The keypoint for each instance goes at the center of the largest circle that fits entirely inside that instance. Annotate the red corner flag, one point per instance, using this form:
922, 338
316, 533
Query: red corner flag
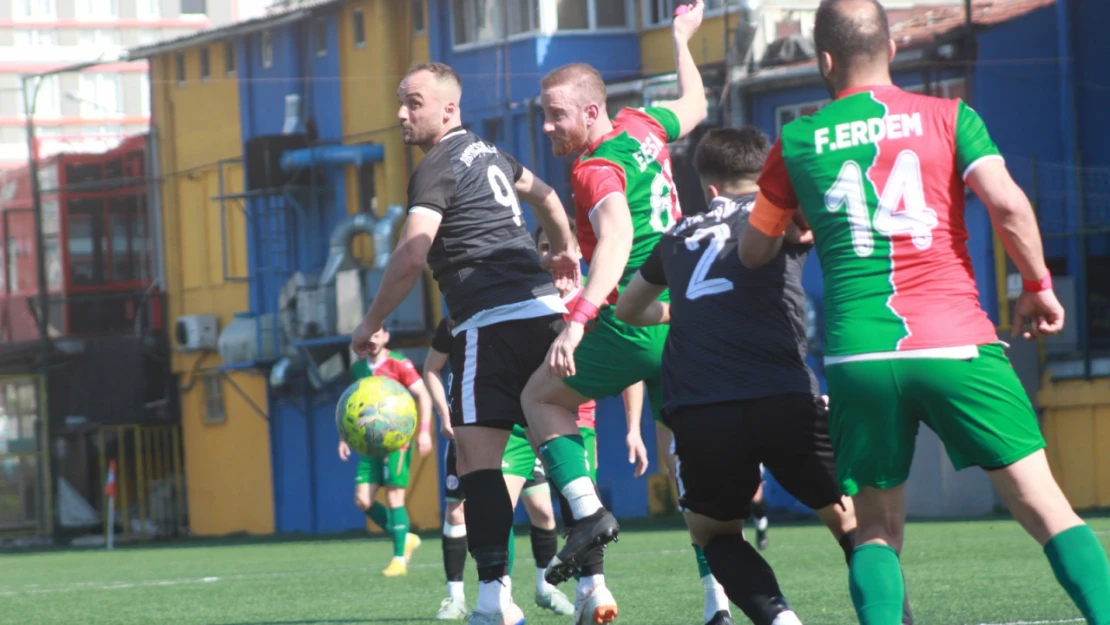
110, 486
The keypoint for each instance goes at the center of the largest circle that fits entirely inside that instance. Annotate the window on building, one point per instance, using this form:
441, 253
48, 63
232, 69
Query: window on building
493, 130
180, 61
99, 40
12, 264
523, 17
213, 400
128, 232
100, 94
149, 9
193, 8
268, 49
33, 38
97, 9
229, 58
47, 99
84, 242
417, 9
144, 94
320, 37
359, 22
476, 21
33, 9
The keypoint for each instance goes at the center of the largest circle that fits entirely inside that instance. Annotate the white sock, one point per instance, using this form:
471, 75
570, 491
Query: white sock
582, 497
587, 583
506, 593
490, 596
542, 585
715, 597
787, 617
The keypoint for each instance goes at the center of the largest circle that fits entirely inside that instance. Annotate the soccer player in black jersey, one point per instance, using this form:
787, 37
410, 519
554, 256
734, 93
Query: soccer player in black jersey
465, 221
737, 391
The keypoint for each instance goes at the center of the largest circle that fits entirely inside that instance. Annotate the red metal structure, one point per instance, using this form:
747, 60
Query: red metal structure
97, 241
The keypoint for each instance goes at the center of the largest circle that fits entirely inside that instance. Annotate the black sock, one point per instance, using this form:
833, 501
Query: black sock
848, 544
564, 508
454, 557
747, 578
759, 508
593, 563
544, 545
488, 520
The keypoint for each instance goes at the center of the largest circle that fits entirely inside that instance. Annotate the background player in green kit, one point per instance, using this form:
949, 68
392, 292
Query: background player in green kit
625, 199
878, 175
392, 471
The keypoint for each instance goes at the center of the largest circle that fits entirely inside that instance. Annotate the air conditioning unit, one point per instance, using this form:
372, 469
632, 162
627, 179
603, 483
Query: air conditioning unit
197, 332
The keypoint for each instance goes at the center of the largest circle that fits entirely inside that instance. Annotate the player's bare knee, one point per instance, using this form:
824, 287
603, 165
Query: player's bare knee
456, 514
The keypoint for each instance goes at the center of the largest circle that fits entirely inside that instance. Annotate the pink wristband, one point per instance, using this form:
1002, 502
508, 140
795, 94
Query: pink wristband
1038, 285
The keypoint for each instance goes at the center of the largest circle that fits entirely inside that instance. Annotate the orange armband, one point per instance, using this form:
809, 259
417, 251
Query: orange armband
769, 219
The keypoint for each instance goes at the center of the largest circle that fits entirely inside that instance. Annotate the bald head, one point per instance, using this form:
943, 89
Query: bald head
445, 79
853, 31
582, 79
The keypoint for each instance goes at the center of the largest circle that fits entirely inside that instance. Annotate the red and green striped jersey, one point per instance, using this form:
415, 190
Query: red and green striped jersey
634, 160
878, 174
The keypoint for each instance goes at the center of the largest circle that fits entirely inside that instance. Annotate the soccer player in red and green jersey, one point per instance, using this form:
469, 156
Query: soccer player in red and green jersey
878, 175
625, 199
392, 471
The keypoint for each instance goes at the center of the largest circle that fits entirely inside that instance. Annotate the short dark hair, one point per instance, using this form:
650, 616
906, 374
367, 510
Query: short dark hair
849, 34
732, 153
443, 72
540, 230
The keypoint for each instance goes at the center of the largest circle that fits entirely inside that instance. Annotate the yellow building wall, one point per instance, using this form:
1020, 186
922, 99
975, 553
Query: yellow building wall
197, 124
371, 76
708, 47
1077, 429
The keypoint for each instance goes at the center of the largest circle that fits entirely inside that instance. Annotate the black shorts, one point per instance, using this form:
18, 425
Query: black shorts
491, 366
453, 489
720, 446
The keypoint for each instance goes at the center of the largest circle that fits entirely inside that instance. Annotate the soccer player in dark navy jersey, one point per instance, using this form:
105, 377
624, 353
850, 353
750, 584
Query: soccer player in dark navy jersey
465, 221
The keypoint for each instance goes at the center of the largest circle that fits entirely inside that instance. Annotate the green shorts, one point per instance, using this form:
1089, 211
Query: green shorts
614, 355
389, 471
977, 407
589, 440
520, 457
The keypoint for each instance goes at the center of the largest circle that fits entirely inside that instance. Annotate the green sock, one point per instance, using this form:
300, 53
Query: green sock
876, 583
703, 564
1079, 563
565, 459
380, 515
399, 528
512, 550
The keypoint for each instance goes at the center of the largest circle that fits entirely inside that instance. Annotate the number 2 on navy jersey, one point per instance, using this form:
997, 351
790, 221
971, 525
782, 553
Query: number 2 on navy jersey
699, 285
504, 193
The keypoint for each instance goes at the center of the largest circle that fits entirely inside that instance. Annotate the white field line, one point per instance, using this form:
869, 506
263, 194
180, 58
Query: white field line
78, 586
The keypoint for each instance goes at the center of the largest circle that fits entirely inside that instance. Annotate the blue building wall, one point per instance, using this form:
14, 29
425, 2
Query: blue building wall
312, 486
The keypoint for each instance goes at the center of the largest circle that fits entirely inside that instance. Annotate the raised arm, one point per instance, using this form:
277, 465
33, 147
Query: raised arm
690, 106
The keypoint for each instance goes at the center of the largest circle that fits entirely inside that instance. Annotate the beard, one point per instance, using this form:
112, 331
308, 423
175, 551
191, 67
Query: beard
574, 141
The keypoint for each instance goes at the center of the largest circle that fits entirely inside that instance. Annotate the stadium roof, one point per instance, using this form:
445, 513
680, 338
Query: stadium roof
275, 17
912, 29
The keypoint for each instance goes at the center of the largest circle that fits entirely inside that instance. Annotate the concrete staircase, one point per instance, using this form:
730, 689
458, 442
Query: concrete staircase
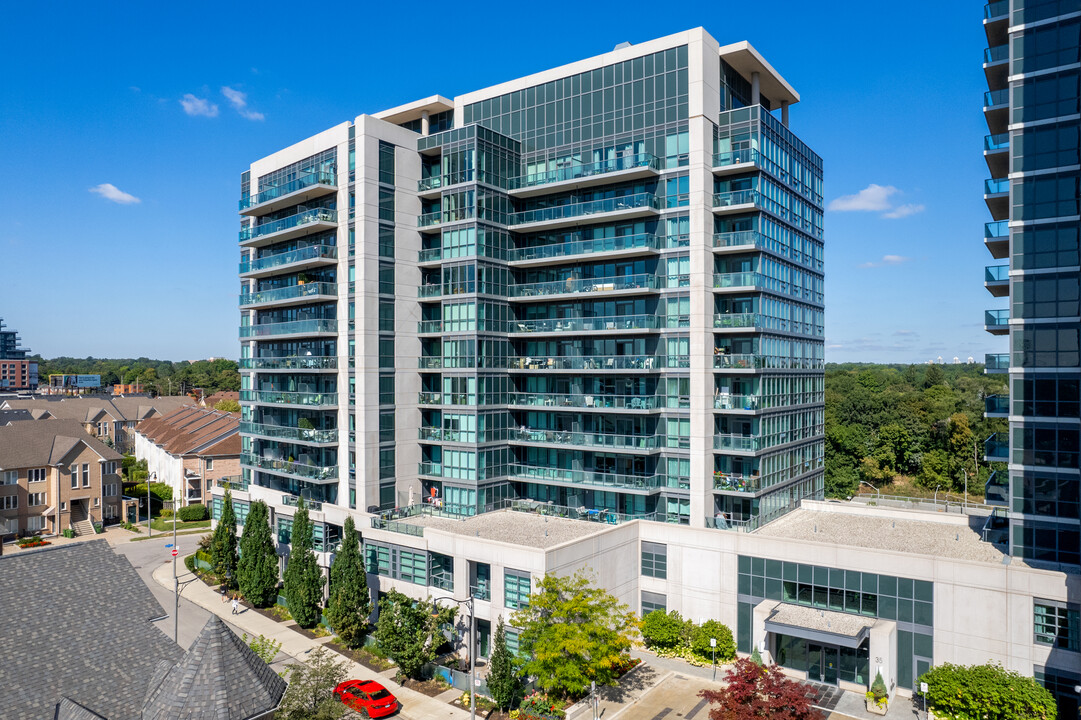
80, 523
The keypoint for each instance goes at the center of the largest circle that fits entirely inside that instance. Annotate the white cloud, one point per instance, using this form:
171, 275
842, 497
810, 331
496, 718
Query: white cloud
196, 106
888, 260
904, 211
872, 198
114, 194
239, 103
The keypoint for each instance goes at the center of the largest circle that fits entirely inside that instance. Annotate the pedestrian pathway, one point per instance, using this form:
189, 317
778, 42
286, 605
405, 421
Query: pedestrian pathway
415, 706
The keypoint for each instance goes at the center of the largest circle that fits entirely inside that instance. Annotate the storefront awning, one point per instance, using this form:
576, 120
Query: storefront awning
824, 626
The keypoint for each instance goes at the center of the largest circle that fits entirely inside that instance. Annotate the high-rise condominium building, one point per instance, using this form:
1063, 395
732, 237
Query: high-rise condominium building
598, 288
1032, 66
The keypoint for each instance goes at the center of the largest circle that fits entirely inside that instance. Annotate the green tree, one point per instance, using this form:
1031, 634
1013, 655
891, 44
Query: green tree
310, 691
304, 582
573, 632
503, 681
350, 602
257, 569
408, 630
224, 546
986, 692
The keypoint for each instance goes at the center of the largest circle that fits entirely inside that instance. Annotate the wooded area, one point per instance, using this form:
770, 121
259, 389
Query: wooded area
913, 427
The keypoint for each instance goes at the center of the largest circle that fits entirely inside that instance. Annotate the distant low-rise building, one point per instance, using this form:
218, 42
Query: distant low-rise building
54, 476
189, 449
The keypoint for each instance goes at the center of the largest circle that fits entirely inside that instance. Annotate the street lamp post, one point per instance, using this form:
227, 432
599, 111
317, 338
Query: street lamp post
472, 651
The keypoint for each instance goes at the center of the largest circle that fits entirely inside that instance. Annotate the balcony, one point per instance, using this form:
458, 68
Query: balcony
309, 292
997, 322
594, 211
996, 363
295, 328
997, 490
738, 241
997, 448
997, 280
616, 322
303, 223
588, 478
997, 405
626, 245
627, 284
590, 174
308, 362
277, 398
290, 434
290, 468
737, 321
997, 238
290, 262
612, 440
304, 188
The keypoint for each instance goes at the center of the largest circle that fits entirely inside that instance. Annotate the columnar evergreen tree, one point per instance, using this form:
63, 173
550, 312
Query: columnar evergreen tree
257, 570
223, 548
350, 602
503, 680
304, 582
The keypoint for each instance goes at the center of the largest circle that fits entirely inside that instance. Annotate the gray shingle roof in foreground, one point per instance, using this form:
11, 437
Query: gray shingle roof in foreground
219, 678
76, 626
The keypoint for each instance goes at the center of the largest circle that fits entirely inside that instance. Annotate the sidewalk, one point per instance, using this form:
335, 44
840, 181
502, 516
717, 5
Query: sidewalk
414, 705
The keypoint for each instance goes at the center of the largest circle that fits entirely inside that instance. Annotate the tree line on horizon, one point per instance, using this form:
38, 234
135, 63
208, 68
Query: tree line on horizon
920, 422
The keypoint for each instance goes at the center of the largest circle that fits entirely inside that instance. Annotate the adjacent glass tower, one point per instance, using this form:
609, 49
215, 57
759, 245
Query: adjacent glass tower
1032, 66
599, 288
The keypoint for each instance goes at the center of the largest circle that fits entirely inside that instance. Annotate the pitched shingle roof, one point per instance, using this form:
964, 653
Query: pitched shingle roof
219, 678
76, 626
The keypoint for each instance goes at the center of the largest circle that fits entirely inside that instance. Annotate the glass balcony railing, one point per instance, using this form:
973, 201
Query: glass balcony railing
537, 474
735, 198
639, 200
274, 397
735, 157
281, 190
290, 362
997, 318
724, 320
586, 324
301, 255
588, 439
291, 292
586, 247
996, 97
288, 467
582, 400
301, 218
294, 328
996, 54
738, 239
997, 447
587, 170
641, 281
296, 434
722, 280
996, 143
997, 404
997, 229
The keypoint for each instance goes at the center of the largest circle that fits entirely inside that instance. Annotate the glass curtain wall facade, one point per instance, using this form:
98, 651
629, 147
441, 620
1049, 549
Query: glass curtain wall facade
1032, 67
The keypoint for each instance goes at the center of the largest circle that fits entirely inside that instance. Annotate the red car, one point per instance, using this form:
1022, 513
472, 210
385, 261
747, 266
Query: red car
369, 698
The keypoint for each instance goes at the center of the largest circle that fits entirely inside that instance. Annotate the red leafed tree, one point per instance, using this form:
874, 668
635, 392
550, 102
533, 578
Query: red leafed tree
753, 692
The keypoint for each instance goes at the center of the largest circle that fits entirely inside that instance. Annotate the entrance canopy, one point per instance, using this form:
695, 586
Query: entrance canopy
823, 626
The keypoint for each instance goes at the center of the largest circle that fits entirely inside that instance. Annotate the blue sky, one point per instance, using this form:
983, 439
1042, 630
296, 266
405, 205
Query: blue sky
123, 129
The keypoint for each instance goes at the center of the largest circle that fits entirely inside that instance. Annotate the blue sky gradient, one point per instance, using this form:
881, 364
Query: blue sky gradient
92, 96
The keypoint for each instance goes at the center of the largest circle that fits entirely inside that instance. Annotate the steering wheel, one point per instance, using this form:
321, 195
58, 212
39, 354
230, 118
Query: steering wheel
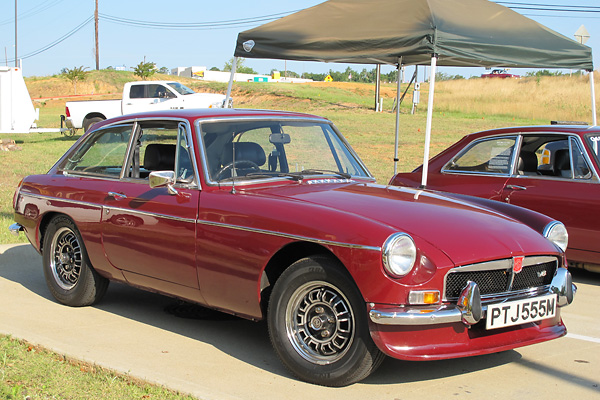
236, 164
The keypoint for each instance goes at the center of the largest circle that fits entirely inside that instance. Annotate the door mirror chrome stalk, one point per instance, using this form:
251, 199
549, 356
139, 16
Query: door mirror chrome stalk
163, 179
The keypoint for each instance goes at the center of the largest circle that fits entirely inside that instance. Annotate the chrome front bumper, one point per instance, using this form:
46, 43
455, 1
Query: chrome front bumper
15, 229
468, 309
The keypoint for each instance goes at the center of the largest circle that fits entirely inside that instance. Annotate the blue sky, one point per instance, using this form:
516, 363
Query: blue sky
42, 22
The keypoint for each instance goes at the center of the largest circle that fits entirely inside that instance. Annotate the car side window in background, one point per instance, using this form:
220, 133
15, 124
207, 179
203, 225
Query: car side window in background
581, 169
102, 153
490, 156
593, 141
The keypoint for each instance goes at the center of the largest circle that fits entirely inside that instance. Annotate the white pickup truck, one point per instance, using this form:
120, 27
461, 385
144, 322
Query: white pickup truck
139, 97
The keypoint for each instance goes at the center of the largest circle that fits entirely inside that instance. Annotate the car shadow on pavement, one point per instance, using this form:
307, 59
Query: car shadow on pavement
583, 276
241, 339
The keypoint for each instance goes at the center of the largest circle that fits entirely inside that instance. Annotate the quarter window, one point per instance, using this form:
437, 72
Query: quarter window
493, 156
102, 153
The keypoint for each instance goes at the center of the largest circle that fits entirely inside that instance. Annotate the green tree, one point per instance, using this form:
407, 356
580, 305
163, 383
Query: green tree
145, 70
75, 75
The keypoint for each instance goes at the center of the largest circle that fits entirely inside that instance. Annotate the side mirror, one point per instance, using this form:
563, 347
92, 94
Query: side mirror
282, 138
162, 179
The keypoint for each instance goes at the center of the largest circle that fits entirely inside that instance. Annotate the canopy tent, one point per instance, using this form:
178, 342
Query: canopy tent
415, 32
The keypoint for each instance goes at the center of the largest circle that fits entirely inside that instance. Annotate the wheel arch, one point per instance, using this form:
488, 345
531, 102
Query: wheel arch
44, 222
283, 259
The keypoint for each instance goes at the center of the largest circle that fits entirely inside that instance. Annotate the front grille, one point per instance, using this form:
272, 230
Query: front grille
499, 277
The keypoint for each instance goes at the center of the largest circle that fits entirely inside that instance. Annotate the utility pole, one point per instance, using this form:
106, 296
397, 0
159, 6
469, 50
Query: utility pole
96, 37
16, 59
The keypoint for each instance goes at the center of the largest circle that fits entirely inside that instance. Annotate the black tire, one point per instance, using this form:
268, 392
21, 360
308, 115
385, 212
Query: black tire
67, 269
318, 324
87, 123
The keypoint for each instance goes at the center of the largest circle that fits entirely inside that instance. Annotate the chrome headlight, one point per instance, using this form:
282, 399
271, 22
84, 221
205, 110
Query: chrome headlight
557, 234
399, 254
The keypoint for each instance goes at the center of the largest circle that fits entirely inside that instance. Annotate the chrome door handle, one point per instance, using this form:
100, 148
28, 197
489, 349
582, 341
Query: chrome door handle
516, 187
117, 196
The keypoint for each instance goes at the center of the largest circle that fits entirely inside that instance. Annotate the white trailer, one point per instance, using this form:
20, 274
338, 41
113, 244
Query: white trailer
17, 114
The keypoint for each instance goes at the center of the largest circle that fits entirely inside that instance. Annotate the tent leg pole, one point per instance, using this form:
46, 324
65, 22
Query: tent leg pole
429, 118
228, 103
377, 87
594, 121
397, 117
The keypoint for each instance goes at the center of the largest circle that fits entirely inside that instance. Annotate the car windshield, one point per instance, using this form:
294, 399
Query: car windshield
181, 89
593, 141
264, 149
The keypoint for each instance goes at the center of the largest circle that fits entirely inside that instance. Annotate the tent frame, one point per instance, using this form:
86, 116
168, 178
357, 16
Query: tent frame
427, 144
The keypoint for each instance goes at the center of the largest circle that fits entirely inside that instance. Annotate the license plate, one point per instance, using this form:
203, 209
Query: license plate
520, 311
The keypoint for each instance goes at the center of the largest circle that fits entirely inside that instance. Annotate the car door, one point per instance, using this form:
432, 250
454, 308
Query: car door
569, 192
149, 233
149, 97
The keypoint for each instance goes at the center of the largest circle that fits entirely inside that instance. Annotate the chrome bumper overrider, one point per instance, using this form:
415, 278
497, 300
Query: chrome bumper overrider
468, 309
15, 229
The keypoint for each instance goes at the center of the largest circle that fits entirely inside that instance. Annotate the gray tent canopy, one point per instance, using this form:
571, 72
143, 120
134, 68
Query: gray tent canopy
415, 32
459, 32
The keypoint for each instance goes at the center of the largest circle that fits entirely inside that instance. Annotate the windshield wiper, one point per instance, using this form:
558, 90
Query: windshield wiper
325, 171
296, 177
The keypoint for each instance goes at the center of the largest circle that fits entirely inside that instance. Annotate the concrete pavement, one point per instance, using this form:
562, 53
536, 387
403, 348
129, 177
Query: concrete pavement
230, 358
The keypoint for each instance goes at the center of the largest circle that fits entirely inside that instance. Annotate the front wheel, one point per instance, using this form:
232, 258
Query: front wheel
67, 269
318, 324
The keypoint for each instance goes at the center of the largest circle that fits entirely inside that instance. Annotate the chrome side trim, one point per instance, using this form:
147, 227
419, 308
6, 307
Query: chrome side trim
15, 229
149, 214
218, 224
290, 236
44, 197
468, 312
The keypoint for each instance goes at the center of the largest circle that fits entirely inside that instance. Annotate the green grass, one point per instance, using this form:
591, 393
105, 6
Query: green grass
31, 372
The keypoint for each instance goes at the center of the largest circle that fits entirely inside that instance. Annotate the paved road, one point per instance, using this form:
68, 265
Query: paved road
223, 358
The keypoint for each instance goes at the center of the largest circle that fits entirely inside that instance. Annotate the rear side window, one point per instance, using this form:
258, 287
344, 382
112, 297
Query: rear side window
490, 156
136, 91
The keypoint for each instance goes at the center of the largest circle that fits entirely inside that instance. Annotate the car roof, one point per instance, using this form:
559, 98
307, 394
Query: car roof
209, 113
572, 129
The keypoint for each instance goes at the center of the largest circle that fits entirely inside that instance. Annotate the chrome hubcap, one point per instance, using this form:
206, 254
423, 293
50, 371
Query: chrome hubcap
319, 323
66, 258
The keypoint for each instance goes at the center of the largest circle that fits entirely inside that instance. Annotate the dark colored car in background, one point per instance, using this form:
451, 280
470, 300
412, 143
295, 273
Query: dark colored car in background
271, 215
550, 169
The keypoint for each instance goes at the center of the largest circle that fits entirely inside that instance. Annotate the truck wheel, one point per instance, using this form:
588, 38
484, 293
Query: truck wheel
318, 324
87, 123
67, 269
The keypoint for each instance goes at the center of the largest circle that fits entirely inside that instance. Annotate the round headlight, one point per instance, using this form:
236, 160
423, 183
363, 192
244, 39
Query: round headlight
557, 234
399, 254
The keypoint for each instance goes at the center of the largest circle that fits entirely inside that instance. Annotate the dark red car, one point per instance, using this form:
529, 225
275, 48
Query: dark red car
271, 215
549, 169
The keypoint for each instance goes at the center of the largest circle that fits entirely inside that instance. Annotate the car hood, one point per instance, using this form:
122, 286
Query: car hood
465, 232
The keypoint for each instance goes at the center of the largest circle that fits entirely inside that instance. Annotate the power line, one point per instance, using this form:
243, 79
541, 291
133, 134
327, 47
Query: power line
57, 41
233, 23
41, 7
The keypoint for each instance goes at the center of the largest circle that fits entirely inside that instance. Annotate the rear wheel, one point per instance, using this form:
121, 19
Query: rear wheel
67, 269
318, 324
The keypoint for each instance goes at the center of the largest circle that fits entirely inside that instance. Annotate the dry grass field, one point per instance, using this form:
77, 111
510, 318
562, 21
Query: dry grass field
461, 107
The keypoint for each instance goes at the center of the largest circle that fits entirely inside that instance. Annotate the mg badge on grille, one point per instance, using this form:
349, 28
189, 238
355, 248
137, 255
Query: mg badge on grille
517, 264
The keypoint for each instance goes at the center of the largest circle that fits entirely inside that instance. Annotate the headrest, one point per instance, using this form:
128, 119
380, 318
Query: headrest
527, 161
159, 157
561, 160
244, 151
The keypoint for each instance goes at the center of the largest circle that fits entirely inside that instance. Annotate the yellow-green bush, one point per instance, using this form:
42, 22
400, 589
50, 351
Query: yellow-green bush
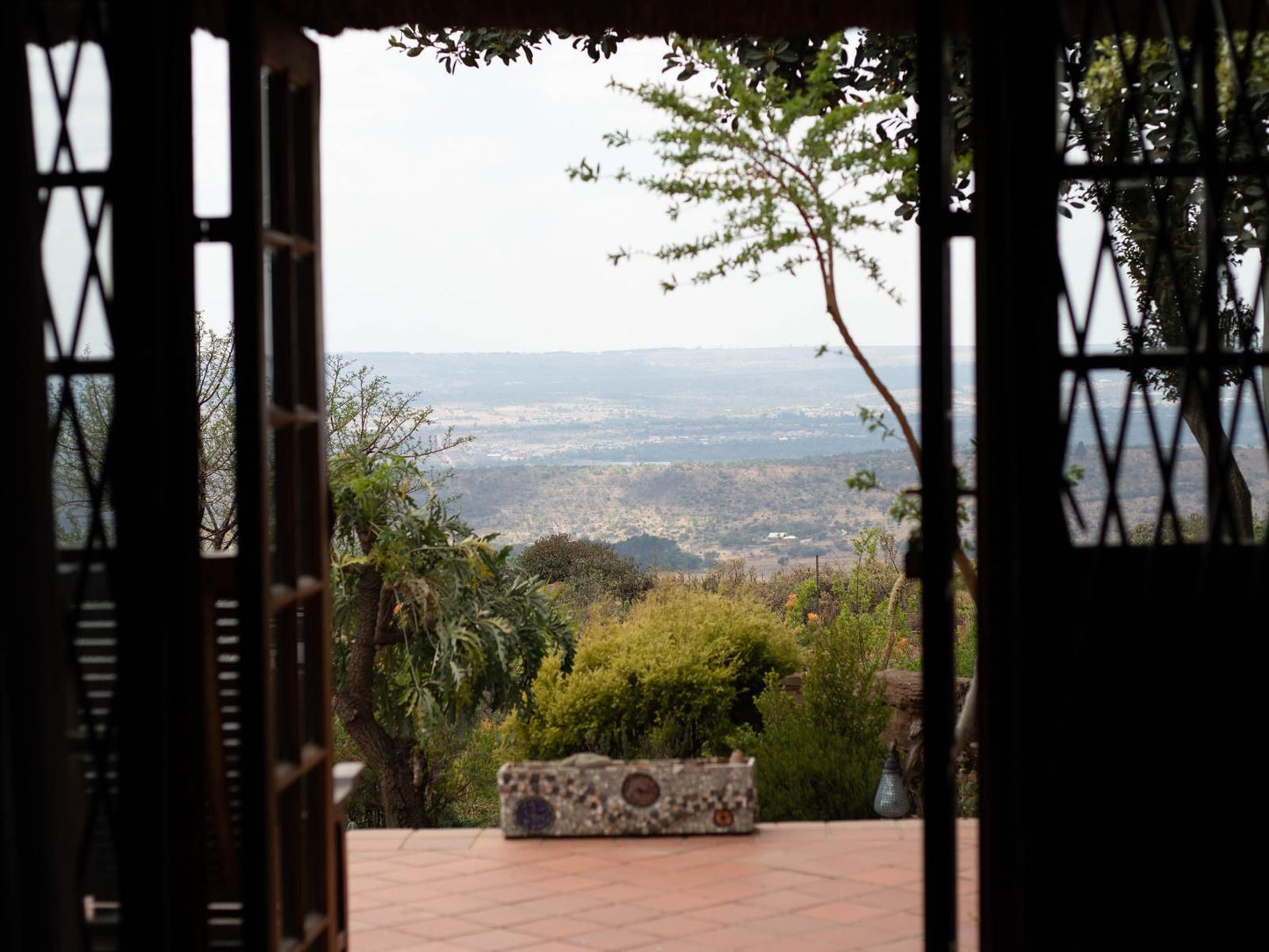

-------------------------

### Exercise directions
Locate every line in the records above that contains the word "pathway" and copy each of those lines. Treat uppercase and lowercase letters as different.

### Reply
The keypoint for each instance goes at the center of the largest circle that fits entirely inside that instance. Annotate the pedestrian pathway, one point per instance, using this form:
Query: pedestrian pathway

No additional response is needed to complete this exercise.